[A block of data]
[Begin]

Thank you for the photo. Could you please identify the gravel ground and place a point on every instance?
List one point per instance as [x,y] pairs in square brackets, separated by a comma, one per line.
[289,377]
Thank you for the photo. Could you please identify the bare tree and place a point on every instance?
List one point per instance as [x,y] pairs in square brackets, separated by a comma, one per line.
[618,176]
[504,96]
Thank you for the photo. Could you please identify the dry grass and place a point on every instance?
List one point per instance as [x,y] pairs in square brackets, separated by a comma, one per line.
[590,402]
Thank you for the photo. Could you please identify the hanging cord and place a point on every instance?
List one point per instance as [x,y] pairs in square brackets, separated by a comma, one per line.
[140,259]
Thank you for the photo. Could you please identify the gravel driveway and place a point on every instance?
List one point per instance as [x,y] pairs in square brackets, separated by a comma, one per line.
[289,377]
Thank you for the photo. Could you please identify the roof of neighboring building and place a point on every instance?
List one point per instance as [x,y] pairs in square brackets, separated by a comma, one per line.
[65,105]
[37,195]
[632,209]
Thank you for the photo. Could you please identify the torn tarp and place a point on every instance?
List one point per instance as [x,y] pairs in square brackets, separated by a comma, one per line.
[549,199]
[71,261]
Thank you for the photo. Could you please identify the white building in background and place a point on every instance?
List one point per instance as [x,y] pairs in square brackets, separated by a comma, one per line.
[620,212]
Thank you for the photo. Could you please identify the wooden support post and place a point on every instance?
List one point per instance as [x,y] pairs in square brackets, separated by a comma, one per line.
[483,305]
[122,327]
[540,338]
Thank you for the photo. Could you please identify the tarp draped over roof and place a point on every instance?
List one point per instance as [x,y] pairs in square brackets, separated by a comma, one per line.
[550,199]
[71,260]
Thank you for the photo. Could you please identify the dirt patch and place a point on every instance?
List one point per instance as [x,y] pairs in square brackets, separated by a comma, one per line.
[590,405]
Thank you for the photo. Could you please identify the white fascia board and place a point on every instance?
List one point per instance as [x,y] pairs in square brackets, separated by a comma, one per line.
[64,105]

[End]

◆ **Problem to work on**
Turn these lines into a Markdown table with a column named Row, holding the row number, and a column named Line, holding the line itself, and leave out any blank lines.

◆ **Result of the exercise**
| Row | Line |
|---|---|
| 1 | Thank you for the photo. Could you please identify the gravel ground and place a point on every instance? |
| 2 | List one point per instance as [x,y] pairs in square brackets, separated by a comma, one per line. |
| 3 | [289,377] |
| 4 | Thank you for the photo. Could you please identify the bare tree and place a point on every instance? |
| 5 | List one point per instance as [x,y] pairs in square brackets, separated by a comma, one per line. |
| 6 | [618,176] |
| 7 | [504,96] |
| 8 | Thank you for the photo. Could you please identify the dry grass and place a point on every instance? |
| 9 | List one point per instance as [x,y] pairs in square brackets, separated by a comma, one per line. |
| 10 | [590,402] |
| 11 | Thank you for the photo. Could you please identify the hanging cord and place a point on every instance? |
| 12 | List one point per instance as [x,y] pairs in square brackets, separated by a comma, one per line. |
| 13 | [140,259] |
| 14 | Thank you for the photo. Could you please identify the gravel driveway and place a point on every instance? |
| 15 | List one point per instance as [x,y] pairs in square brackets, separated by a comma, one per line. |
| 16 | [289,377] |
| 17 | Thank you for the photo. Could you please identify the roof of neighboring building and place a point on every instance? |
| 18 | List one point per instance as [x,y] pairs in square brackets, separated by a comma, one per line. |
| 19 | [65,105] |
| 20 | [37,195] |
| 21 | [632,209] |
| 22 | Thank you for the photo. Could you please identify the torn tarp and place a point on every instance? |
| 23 | List one point per instance as [x,y] pairs in square brackets, separated by a comma, one per line. |
| 24 | [549,199] |
| 25 | [71,261] |
| 26 | Thank you for the photo. Could you please identify the white building in background and place a point on every instance? |
| 27 | List one point per instance as [x,y] pairs in square brackets, separated by a comma, one per line. |
| 28 | [620,212] |
| 29 | Thank you for the photo. Could you please identify the wooden support post and place a point on every instance? |
| 30 | List one point per instance as [x,y] pairs in square brackets, separated by a comma, one per line. |
| 31 | [483,305] |
| 32 | [122,327] |
| 33 | [540,338] |
| 34 | Thank you for the photo. Could you please identify the tarp draped over roof and place a point on every instance? |
| 35 | List one point per instance as [x,y] pairs in square brackets, separated by a comma, one per line. |
| 36 | [550,199] |
| 37 | [71,260] |
| 38 | Thank you for the photo. Could you please identify the dirt patch and place a point on every instance? |
| 39 | List one point per instance as [x,y] pairs in square brackets, separated by a comma, one per line. |
| 40 | [590,405] |
| 41 | Thank you for the photo. Could you please identify the white fascia board and place a point on every instance? |
| 42 | List one point per instance as [x,y] pairs in square brackets, separated by a comma, one per line. |
| 43 | [64,105] |